▶ Passage given:
Vocations: All roads lead to Franciscans for postulant

Photo Caption: Postulant Darlene Santibout (left) and affiliate Rachel Tennant (right) assist Sister Sarah Elizabeth Roy, vocation director for the Heading Avenue Franciscans, at a recent vocation fair.

By: By Jennifer Willems, The Catholic Post

WEST PEORIA — Darlene Santibout knows what it means to be on a journey.

When she was 10 years old, she emigrated from Laos to the United States with her mother and two sisters, eventually settling in California.

Raised as a Buddhist, she went through the RCIA process and was baptized in the Catholic Church at the Easter Vigil in 2001.

And after exploring several different religious communities in California and the Midwest to discover how God was calling her to serve him and his people, she entered the Sisters of St. Francis of the Immaculate Conception last October.

“When I was baptized I longed to learn more about and have a relationship with God. That’s what I seek, to have that relationship,” she recently told The Catholic Post.

“I feel I can have a deeper relationship with him now and I’m sure that’s going to grow,” Santibout said. “I just feel like I’m in love.”

▶ Collected data:
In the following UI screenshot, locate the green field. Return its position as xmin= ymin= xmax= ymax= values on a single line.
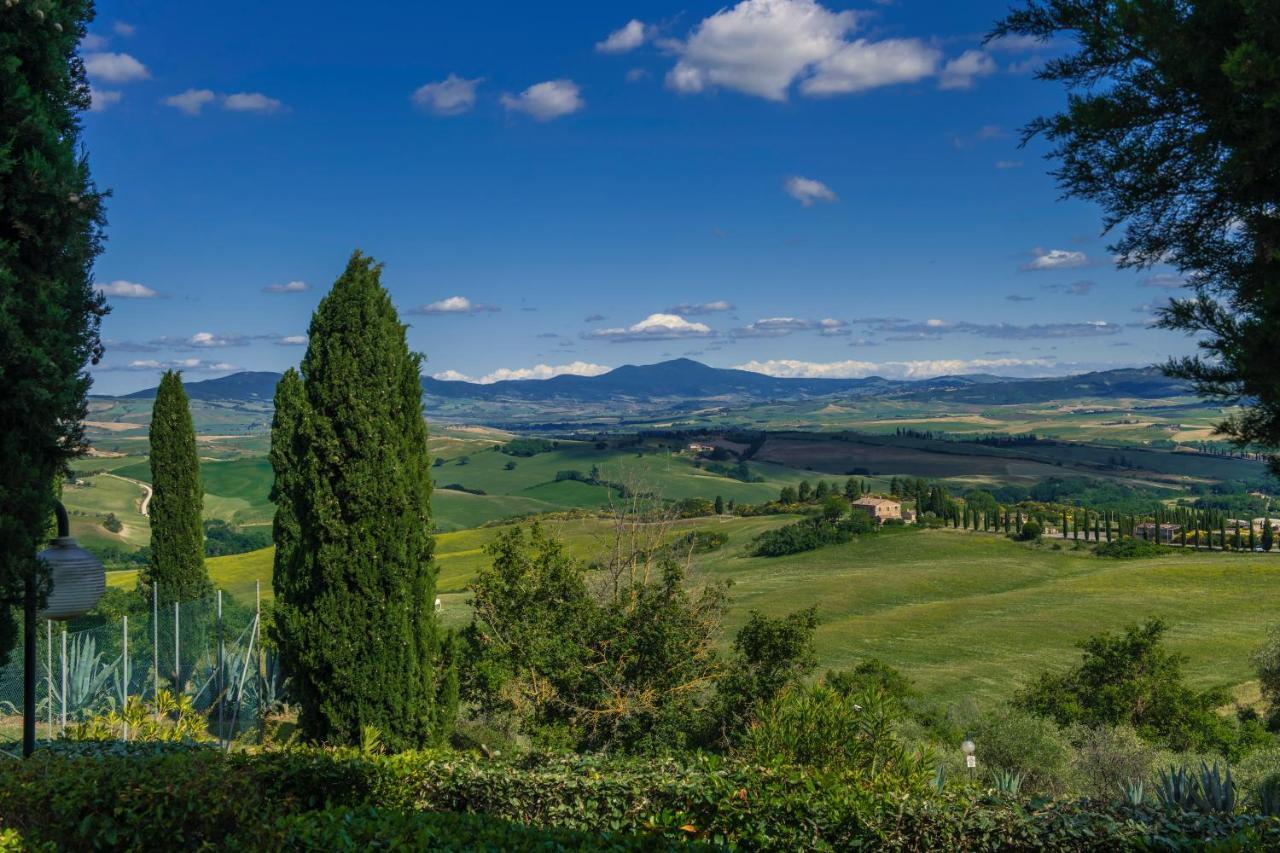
xmin=111 ymin=516 xmax=1280 ymax=704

▶ Exercises to complete:
a) Please answer these questions from the article on postulant Darlene Santibout, one answer per line, marked the same way:
(i) From which country did she emigrate to the United States?
(ii) In what year was she baptized in the Catholic Church?
(iii) Which religious community did she enter last October?
b) Pick up the article on postulant Darlene Santibout and carry it on from its last sentence.

▶ Answer list:
a)
(i) Laos
(ii) 2001
(iii) The Sisters of St. Francis of the Immaculate Conception

b)
In fact, she described her discernment process with the community — also known as the Heading Avenue Franciscans — as a courtship, with each getting to know the other. One way she did that was living at St. Joseph’s Home in Springfield and working with the Franciscans there.

“I felt very blessed while I was there. I was open to whatever He wanted me to do,” Santibout said.

“Does He want me to do dishes in the dish room? That’s fine. Is it visiting the residents? That’s fine, too. I’m not sure I can do dishes all the time, though,” she admitted with a laugh.

“It was an opportunity to learn about myself, what I can do, what my talent is and where God wants me,” she said.

LIVING THE LIFE
There will be many more opportunities for her to do that during her postulancy, which will last from six months to a year, according to Sister Irene Fritch, OSF, director of formation. That includes learning more about the Catholic faith, studying the Catechism of the Catholic Church, and becoming familiarized with the morning and evening prayers of the Divine Office.

Santibout has started to share the life of the Heading Avenue Franciscans through that prayer, meals, and work. For example, she has helped Sister Sarah Elizabeth Roy, OSF, vocation director, at various events, talked to the students at St. Vincent de Paul School in Peoria about vocations during Catholic Schools Week, and volunteers with the sandwich program at Sophia’s Offerings from Angels Kitchen at St. Joseph’s Church in Peoria.

“It’s the experience of living the life so you get to know what this is and what you’ll be doing,” Sister Irene said.

Santibout became interested in consecrated life when she encountered a Sister during the RCIA process. She was fascinated and started searching the Internet for more information.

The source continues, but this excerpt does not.